◆ **Reading text**

Charise Stone, 46, Ashburn, Virginia, was sentenced to 60 months in prison, followed by three years of supervised release for her role in a real estate short sale scheme that included tax and mortgage fraud, and passing fraudulent financial documents. Stone was also ordered to forfeit $721,552, and ordered to pay restitution of $2,441,174 to the victim financial institutions and the IRS.
Stone was found guilty by a federal jury on May 27, 2015 in the short sale scheme. According to court documents, from 2007 to 2010 Stone targeted distressed homeowners who owed more on their mortgage loan than the market value of the home with false promises of financial recovery. Stone acquired distressed homeowners’ properties in her own name or under entities she controlled, made false representations to mortgage lenders in order to induce approval of the short sales, and then re-sold the properties—often the same day or the next—to new buyers at a price above the short sale amount, in violation of agreements made with mortgage lenders.
Jose Marinay was also involved in the short sale scheme. He owned a settlement company that closed every short sale transaction for Stone. Marinay pleaded guilty to wire-fraud conspiracy on May 27, 2014. At his and Stone’s direction, fraudulent HUD-1 settlement statements were prepared to facilitate the transactions in the short sale scheme, and Stone destroyed some of the incriminating documents after closings. Financial institutions suffered losses of at least $2.2 million from the short sale scheme, while Stone profited more than $720,000 from these transactions but failed to file individual income tax returns. She also sent fictitious bonds to the IRS in an attempt to pay off her tax liability, and she sent fake international promissory notes to creditors purporting to satisfy her credit card debt as well as her mortgage loan.

◆ **Listed records**
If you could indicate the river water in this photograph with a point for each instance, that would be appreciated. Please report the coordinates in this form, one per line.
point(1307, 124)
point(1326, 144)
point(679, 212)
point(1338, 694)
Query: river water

◆ **Instructions**
a – Answer these questions from the text on the short sale fraud case.
(i) How much money was Stone ordered to forfeit?
(ii) What charge did Marinay plead guilty to, and on what date?
(iii) During which years did Stone target distressed homeowners?
b – Go on with the text on the short sale fraud case, starting after its final sentence.

◆ **Your written answers**
a –
(i) $721,552
(ii) Wire-fraud conspiracy, on May 27, 2014
(iii) From 2007 to 2010

b –
Dana J. Boente, U.S. Attorney for the Eastern District of Virginia; Caroline D. Ciraolo, Acting Assistant Attorney General of the Justice Department’s Tax Division; Andrew G. McCabe, Assistant Director in Charge of the FBI’s Washington Field Office; and Thomas Jankowski, Special Agent in Charge of IRS-Criminal Investigation’s (IRS-CI) Washington, D.C. Field Office, made the announcement after sentencing by U.S. District Judge Claude M. Hilton.
This case was investigated by the FBI’s Washington Field Office and IRS–CI. Assistant U.S. Attorney Uzo Asonye and Assistant Chief Todd Ellinwood of the Justice Department’s Tax Division are prosecuting the case.